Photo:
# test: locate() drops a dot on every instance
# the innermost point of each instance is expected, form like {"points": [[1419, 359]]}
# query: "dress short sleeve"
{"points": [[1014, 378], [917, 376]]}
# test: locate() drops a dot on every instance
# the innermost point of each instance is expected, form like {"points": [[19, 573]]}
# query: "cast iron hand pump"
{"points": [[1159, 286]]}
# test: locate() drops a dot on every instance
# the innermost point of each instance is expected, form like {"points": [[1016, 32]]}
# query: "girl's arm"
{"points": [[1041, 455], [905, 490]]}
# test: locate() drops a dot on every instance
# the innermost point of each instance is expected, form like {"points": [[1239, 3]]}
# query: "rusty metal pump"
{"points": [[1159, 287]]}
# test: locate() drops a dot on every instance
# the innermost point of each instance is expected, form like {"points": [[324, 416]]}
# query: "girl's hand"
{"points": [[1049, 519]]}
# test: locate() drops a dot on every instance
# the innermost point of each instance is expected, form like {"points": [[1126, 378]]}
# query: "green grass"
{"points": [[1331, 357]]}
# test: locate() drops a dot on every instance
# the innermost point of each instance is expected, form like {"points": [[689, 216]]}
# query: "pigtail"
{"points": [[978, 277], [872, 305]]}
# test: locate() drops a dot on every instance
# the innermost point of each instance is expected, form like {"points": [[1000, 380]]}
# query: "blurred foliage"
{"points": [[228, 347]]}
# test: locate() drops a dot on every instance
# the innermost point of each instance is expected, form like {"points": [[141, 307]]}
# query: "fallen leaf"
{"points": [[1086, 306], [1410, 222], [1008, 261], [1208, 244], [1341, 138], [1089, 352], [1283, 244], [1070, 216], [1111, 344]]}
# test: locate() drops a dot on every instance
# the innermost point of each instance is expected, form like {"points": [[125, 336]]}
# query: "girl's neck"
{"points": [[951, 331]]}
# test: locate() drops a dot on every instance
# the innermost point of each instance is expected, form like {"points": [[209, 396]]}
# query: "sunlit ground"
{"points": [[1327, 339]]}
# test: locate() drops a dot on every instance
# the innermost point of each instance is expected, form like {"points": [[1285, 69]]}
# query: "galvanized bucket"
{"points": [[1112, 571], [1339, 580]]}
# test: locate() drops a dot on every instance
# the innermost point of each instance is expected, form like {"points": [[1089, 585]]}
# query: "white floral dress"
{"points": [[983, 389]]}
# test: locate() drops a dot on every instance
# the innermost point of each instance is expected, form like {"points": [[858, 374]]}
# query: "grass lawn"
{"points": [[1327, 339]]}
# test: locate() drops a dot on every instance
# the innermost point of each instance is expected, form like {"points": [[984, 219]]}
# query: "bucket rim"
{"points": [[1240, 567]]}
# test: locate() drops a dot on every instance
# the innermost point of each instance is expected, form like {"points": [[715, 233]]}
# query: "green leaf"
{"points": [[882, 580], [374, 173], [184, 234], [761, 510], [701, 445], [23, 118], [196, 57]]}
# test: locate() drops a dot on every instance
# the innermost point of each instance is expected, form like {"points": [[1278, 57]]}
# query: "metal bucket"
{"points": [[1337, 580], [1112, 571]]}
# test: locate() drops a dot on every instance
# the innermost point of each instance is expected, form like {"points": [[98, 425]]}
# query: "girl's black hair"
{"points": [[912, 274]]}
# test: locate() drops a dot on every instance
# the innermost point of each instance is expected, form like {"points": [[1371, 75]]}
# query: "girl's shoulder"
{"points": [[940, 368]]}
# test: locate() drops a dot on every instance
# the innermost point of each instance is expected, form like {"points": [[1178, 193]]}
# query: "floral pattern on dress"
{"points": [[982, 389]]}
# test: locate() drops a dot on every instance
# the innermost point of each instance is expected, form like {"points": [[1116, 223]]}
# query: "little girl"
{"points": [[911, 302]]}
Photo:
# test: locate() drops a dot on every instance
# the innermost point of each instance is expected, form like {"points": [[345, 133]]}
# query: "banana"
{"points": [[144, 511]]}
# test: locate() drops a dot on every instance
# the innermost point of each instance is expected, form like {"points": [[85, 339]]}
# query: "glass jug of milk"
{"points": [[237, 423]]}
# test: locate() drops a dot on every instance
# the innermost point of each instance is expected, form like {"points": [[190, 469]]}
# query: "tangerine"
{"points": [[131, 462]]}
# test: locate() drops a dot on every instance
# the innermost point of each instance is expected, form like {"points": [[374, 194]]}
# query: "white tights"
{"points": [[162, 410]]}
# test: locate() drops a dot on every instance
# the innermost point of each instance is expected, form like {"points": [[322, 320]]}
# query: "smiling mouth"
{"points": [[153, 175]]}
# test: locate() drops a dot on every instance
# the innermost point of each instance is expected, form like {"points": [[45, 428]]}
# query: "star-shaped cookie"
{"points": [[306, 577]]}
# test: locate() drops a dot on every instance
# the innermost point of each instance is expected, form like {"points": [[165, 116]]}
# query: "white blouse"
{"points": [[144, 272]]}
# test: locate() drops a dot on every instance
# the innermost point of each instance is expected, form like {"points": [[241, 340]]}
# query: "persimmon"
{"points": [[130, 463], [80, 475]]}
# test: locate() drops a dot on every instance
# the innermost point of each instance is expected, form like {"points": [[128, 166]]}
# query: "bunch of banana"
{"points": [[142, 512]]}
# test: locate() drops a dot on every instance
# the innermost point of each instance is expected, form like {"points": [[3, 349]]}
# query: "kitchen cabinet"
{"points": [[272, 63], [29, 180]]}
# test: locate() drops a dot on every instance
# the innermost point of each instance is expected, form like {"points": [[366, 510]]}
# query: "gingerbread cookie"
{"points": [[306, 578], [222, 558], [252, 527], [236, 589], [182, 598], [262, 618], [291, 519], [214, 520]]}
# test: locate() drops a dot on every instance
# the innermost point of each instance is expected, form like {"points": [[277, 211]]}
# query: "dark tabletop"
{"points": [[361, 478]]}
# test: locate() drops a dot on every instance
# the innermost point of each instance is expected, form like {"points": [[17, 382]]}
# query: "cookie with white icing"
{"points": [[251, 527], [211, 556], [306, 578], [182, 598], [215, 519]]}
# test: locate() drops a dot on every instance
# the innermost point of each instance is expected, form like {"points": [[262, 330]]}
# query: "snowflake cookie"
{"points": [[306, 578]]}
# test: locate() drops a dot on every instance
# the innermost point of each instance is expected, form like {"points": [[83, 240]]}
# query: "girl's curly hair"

**SHORT PROBLEM**
Report how many lines of the listing above contain the string "girl", giving only the number.

**WORKED SOLUTION**
7